** Article **
|---|
Another alternative is a so called CHRP script in “ppc/bootinfo.txt”, this script can load an ELF located in the same filesystem, this is what the bootable CD/DVD installer uses. I have yet to test whether this is something that can be used across Open Firmware implementations.

To avoid compatibility issues, the ELF payload has to be compiled as a 32bit big-endian binary as the firmware interface would often assume that endianness and address size.

The entry point

As I entered this problem I had some experience writing UEFI binaries, the entry point in UEFI looks like this:

#![no_main]
#![no_std]
use uefi::prelude::*;

#[entry]
fn main(_image_handle: Handle, mut system_table: SystemTable<Boot>) -> Status {
  uefi::helpers::init(&mut system_table).unwrap();
  system_table.boot_services().stall(10_000_000);
  Status::SUCCESS
}

Basically you get a pointer to a table of functions, and that’s how you ask the firmware to perform system functions for you. I thought that maybe Open Firmware did something similar, so I had a look at how GRUB does this and it used a ppc assembler snippet that jumps to grub_ieee1275_entry_fn() , yaboot does a similar thing . I was already grumbling of having to look into how to embed an asm binary to my Rust project. But turns out this snippet conforms to the PPC function calling convention, and since those snippets mostly take care of zeroing the BSS segment but turns out the ELF Rust outputs does not generate one (although I am not sure this means there isn’t a runtime one, I need to investigate this further), I decided to just create a small ppc32be ELF binary with the start function into the top of the .text section at address 0x10000.
|---|
** Stored rows **
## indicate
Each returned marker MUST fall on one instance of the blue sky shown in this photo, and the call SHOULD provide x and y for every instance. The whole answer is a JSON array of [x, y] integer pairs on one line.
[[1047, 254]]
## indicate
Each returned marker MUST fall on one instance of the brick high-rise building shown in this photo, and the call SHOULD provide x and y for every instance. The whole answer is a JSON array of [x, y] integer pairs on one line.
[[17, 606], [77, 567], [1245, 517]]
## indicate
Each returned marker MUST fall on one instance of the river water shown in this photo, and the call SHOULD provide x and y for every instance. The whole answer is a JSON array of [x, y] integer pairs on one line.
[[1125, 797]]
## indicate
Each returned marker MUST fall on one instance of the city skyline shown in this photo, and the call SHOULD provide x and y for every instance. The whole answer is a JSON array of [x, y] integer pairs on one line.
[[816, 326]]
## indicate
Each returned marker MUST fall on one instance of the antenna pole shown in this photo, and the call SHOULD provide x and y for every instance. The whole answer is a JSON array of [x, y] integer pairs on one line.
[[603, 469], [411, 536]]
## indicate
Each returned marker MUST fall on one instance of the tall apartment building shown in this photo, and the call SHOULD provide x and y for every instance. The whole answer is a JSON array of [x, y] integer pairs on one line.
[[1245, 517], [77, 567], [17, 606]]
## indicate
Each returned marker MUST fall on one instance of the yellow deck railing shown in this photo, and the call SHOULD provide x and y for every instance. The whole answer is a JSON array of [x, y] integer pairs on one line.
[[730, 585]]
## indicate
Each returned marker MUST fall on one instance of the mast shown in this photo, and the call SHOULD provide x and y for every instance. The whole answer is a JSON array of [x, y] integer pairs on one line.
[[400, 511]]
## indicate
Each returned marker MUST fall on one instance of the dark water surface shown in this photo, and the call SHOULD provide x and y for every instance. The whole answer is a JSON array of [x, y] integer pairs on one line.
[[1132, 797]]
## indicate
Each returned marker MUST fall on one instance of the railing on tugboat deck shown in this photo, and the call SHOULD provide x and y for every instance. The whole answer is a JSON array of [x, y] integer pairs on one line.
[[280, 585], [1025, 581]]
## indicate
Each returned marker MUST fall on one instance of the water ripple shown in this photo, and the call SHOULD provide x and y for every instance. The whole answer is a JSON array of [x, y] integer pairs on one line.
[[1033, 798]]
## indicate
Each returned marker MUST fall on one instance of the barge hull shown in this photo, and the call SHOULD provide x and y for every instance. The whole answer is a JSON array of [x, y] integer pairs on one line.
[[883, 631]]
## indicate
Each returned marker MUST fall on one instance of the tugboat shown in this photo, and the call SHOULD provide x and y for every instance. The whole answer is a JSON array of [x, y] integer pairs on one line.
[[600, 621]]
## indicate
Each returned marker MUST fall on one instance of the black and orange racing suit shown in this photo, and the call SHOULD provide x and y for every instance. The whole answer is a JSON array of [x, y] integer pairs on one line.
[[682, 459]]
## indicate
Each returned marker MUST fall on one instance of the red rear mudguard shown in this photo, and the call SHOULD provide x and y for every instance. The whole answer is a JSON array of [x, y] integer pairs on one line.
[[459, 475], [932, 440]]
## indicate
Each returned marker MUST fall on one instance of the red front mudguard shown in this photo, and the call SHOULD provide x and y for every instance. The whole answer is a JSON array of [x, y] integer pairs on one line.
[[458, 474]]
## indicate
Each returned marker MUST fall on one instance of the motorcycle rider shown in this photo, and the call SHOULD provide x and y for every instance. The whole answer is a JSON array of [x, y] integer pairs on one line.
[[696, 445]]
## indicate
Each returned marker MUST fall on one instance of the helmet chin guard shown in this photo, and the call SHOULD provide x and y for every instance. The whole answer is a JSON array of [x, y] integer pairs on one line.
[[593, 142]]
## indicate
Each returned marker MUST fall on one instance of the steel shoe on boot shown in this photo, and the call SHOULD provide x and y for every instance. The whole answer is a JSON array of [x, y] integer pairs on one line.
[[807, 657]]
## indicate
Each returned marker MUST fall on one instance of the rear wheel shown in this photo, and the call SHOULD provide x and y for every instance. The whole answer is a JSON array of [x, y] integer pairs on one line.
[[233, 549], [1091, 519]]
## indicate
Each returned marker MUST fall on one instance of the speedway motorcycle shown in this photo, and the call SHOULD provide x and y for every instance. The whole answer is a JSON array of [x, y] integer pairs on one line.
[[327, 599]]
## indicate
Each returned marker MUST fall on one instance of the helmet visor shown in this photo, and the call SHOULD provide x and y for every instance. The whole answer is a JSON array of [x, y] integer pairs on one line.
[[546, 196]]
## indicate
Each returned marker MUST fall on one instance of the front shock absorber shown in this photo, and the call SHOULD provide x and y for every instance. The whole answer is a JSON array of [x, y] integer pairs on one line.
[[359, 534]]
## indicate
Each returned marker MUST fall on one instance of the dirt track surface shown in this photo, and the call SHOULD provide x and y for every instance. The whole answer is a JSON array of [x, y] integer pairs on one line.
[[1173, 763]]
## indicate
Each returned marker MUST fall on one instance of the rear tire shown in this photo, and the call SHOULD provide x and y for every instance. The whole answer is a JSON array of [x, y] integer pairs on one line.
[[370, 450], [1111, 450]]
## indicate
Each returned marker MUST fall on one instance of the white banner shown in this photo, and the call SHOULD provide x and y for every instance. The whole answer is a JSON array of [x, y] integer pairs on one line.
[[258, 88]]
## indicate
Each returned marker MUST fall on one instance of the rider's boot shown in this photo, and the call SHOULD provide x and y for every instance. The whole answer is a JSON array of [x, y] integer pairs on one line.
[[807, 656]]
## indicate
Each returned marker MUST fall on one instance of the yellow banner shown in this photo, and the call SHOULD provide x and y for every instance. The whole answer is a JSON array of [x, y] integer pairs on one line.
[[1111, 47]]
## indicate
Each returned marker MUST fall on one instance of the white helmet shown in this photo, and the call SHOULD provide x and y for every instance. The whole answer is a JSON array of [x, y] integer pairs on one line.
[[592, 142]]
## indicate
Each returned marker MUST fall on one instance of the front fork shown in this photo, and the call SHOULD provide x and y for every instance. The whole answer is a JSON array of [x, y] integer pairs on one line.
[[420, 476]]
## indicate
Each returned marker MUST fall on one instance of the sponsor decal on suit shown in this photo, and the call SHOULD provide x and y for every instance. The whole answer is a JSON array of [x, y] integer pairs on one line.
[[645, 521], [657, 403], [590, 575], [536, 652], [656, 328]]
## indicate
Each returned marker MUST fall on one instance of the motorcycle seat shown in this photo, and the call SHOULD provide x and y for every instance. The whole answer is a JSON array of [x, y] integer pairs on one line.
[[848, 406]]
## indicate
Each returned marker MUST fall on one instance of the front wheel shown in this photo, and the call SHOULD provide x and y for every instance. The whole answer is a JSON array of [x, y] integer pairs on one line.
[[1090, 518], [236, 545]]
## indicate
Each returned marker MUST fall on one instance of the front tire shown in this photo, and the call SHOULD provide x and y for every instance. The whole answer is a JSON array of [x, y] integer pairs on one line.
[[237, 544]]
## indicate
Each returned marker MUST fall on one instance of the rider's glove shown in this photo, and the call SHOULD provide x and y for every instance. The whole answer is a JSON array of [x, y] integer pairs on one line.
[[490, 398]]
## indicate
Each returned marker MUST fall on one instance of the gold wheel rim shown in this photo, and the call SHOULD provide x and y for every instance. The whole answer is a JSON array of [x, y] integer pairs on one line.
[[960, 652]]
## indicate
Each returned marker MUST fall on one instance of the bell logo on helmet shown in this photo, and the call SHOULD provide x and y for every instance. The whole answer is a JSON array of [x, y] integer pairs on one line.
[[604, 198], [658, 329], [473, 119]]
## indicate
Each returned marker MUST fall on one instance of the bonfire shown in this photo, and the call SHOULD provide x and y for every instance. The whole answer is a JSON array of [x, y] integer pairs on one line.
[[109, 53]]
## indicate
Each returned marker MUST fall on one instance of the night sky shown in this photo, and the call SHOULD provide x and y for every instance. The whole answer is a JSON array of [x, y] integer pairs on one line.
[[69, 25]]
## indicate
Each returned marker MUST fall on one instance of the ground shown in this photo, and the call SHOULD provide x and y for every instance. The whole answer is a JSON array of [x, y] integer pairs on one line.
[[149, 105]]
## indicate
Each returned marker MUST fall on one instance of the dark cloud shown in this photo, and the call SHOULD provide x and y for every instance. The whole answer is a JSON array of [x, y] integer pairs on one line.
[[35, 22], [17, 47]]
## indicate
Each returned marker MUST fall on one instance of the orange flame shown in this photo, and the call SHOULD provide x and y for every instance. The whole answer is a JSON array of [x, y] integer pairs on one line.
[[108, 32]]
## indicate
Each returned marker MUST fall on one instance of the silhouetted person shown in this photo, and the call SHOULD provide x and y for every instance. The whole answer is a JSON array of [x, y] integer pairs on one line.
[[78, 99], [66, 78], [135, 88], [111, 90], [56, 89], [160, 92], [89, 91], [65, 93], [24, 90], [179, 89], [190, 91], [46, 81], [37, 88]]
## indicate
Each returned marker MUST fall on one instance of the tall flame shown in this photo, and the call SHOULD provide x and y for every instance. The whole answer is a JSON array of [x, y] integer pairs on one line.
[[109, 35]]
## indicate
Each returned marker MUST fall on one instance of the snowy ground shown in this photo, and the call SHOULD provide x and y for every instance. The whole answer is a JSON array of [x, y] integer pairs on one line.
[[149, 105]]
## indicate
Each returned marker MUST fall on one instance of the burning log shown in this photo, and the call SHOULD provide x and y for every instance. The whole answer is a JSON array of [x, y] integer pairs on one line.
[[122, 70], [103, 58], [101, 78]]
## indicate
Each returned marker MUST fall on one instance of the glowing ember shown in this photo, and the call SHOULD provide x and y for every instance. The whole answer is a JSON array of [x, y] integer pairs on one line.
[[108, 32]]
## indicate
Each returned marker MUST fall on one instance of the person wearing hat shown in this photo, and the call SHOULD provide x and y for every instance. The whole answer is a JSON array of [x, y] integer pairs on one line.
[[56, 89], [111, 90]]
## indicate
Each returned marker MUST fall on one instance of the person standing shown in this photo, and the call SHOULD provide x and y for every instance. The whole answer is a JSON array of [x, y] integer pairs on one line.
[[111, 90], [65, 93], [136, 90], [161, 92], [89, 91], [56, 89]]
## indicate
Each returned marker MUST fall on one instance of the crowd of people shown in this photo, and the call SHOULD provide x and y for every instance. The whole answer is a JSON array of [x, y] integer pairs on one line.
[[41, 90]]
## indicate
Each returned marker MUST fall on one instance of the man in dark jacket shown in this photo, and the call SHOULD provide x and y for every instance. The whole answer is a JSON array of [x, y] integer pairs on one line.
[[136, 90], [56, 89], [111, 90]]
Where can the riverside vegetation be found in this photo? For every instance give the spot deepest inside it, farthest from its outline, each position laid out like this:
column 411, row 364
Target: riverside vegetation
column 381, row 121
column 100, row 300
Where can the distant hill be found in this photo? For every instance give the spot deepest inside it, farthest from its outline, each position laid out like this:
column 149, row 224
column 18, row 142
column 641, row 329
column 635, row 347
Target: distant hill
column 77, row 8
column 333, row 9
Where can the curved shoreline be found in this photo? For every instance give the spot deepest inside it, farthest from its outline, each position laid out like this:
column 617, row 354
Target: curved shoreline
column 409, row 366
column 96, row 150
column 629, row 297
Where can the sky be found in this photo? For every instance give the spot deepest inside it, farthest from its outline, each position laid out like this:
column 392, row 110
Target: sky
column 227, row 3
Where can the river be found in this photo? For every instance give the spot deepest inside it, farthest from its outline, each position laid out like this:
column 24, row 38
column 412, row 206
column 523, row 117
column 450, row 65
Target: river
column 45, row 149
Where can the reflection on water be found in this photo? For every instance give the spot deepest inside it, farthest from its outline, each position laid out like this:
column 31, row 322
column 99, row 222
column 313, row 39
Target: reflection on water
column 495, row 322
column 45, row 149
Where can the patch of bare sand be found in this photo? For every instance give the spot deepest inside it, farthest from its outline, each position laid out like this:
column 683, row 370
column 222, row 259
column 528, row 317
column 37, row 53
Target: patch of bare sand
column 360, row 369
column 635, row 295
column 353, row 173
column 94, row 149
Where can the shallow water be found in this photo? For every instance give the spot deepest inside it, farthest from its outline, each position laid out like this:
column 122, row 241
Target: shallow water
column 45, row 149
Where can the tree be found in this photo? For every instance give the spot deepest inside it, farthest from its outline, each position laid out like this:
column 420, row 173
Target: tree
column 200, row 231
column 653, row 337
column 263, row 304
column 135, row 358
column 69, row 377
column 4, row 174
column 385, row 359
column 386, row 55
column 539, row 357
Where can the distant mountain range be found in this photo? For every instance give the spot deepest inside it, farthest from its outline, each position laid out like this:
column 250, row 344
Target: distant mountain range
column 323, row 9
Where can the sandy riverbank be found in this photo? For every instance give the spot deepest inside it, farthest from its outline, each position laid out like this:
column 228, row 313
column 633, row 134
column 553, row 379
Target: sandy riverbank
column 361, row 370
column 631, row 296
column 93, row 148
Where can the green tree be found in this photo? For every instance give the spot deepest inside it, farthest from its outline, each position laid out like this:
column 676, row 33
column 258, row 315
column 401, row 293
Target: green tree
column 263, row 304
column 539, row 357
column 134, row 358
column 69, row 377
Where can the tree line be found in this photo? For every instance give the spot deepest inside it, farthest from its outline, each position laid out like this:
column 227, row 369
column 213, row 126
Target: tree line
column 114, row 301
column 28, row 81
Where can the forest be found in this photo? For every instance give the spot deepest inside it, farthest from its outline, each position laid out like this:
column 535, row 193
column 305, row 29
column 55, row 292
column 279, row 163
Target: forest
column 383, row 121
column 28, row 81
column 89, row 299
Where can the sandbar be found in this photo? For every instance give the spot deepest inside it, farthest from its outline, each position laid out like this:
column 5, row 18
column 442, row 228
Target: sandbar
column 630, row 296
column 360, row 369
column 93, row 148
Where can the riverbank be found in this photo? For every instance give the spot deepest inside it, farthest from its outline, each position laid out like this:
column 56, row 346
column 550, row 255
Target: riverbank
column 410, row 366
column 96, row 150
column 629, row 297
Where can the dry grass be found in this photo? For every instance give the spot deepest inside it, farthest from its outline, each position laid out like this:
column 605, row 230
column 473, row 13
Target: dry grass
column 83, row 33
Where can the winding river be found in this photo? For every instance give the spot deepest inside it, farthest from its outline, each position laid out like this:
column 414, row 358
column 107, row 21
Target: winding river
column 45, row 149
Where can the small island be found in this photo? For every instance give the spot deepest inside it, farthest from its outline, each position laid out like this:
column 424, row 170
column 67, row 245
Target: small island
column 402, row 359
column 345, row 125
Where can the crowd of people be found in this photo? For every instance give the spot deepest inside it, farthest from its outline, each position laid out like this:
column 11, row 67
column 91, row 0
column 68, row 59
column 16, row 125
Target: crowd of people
|---|
Please copy word for word the stretch of the Open Firmware article from "Another alternative is" through "Open Firmware implementations.". The records stand apart from the Open Firmware article and are separate material.

** Result for this task **
Another alternative is a so called CHRP script in “ppc/bootinfo.txt”, this script can load an ELF located in the same filesystem, this is what the bootable CD/DVD installer uses. I have yet to test whether this is something that can be used across Open Firmware implementations.